• [TRY IT]: Please repeat the line that has "Target: bag's inner wall" and all lines after it, exactly as they appear, through the end of the entries.

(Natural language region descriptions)
_____
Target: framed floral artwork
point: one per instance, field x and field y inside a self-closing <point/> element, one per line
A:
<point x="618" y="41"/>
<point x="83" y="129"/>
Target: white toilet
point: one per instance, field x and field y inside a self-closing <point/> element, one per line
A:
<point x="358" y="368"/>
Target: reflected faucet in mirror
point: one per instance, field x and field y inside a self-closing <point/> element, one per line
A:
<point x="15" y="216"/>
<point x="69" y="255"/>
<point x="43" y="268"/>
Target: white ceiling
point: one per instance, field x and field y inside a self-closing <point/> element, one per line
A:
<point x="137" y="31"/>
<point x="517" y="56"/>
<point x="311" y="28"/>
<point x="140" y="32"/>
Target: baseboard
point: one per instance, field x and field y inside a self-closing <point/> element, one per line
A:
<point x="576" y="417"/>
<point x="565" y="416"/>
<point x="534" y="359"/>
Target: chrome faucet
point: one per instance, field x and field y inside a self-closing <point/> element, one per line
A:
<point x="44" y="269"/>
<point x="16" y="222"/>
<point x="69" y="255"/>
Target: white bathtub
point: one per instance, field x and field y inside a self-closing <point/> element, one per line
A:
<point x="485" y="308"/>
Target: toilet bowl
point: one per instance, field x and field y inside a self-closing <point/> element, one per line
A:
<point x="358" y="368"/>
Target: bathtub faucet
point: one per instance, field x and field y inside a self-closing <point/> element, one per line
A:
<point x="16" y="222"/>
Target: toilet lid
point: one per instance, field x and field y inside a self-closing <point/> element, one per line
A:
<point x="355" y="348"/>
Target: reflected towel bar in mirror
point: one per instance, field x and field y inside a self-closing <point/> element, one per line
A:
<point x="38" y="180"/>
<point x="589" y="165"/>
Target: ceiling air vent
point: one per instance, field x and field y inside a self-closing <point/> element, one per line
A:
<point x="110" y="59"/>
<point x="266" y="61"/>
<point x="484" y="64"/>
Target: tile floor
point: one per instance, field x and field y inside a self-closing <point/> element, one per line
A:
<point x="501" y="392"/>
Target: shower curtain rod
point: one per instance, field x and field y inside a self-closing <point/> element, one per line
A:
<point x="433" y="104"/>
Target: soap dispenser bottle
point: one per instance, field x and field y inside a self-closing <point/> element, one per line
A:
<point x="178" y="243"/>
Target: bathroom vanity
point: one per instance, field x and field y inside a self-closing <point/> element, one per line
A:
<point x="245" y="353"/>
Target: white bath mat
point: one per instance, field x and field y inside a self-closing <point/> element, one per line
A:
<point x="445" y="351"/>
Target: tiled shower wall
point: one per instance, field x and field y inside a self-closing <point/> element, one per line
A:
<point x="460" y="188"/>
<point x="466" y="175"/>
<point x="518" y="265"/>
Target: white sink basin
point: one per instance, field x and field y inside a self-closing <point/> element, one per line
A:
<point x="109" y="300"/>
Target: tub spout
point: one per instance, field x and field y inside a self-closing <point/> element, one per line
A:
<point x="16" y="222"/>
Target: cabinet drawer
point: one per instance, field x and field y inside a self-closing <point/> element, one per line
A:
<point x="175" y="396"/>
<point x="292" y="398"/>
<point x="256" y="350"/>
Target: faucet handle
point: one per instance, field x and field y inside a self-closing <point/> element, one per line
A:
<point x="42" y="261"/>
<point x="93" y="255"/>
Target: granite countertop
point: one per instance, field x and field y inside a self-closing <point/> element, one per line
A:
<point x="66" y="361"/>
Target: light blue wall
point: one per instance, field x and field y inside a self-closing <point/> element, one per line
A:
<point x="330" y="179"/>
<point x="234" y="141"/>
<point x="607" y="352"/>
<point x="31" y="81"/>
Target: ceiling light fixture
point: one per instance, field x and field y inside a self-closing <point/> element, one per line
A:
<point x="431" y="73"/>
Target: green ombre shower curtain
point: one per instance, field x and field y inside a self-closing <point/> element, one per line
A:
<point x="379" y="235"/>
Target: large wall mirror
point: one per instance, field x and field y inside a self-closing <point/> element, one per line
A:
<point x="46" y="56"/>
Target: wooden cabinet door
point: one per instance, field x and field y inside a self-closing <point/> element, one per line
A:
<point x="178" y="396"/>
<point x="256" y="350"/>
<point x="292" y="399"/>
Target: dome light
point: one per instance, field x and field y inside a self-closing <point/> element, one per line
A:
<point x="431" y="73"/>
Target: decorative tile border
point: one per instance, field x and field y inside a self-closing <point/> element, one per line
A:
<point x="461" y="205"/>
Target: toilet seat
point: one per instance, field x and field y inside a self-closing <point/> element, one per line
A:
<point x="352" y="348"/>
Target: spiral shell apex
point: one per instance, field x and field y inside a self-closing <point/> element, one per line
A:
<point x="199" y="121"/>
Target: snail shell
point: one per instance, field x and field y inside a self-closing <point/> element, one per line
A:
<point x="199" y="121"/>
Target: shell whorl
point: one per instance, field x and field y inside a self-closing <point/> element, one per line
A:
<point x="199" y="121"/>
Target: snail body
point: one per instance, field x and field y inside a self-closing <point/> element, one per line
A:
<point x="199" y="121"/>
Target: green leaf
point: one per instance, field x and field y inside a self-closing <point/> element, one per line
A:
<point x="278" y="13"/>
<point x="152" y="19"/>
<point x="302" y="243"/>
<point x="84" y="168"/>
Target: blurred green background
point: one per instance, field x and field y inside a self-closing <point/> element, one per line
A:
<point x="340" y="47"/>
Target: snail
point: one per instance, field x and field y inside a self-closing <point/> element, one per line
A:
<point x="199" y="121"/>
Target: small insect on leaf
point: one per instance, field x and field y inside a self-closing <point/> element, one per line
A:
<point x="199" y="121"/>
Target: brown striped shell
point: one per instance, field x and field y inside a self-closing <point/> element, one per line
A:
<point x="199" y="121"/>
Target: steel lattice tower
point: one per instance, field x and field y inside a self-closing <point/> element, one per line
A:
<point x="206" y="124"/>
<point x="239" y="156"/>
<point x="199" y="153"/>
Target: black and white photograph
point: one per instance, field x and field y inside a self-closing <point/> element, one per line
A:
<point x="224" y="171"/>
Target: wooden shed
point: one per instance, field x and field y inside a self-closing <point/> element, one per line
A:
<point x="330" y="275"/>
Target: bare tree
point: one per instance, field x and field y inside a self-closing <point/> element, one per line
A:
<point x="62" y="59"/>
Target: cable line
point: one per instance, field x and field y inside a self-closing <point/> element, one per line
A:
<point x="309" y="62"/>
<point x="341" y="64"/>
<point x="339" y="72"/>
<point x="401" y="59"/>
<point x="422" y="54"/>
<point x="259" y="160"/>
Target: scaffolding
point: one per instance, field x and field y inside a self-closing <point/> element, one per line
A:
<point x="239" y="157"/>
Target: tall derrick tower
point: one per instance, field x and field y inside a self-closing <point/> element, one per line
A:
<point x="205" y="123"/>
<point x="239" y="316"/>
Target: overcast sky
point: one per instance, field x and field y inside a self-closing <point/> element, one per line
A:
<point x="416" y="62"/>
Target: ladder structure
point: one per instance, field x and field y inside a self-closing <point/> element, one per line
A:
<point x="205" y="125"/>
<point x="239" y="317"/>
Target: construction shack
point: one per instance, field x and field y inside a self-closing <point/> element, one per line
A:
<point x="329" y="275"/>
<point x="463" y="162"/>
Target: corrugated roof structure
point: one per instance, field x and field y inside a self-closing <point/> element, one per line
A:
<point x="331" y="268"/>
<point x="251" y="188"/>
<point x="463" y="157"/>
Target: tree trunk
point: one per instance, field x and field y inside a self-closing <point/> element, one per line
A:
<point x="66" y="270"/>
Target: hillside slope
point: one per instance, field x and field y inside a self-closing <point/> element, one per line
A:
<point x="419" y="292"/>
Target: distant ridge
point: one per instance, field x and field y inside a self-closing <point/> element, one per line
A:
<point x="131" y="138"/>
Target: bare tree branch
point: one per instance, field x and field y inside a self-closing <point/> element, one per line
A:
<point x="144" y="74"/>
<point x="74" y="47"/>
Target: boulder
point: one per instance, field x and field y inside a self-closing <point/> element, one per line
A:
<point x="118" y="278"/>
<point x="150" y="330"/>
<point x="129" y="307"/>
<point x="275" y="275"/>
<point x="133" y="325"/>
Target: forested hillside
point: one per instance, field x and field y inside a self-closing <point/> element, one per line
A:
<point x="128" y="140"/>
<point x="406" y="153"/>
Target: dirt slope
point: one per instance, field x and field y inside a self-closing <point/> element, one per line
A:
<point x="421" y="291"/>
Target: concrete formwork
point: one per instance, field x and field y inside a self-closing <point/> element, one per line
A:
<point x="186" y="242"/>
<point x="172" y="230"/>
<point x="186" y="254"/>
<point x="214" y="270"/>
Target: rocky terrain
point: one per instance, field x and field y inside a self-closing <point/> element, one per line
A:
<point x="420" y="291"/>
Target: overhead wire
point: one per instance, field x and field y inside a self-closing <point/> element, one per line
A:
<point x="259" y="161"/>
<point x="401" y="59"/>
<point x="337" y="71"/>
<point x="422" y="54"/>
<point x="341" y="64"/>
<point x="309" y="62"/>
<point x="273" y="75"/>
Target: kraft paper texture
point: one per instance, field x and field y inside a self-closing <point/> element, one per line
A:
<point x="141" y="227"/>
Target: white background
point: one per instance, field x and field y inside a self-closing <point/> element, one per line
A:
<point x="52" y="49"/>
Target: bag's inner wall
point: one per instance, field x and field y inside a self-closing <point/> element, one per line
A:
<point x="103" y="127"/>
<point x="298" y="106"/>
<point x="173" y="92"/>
_____
• [TASK OUTPUT]:
Target: bag's inner wall
point: one per instance, field x and field y inside a self-closing <point/> element, one per line
A:
<point x="103" y="127"/>
<point x="298" y="106"/>
<point x="173" y="92"/>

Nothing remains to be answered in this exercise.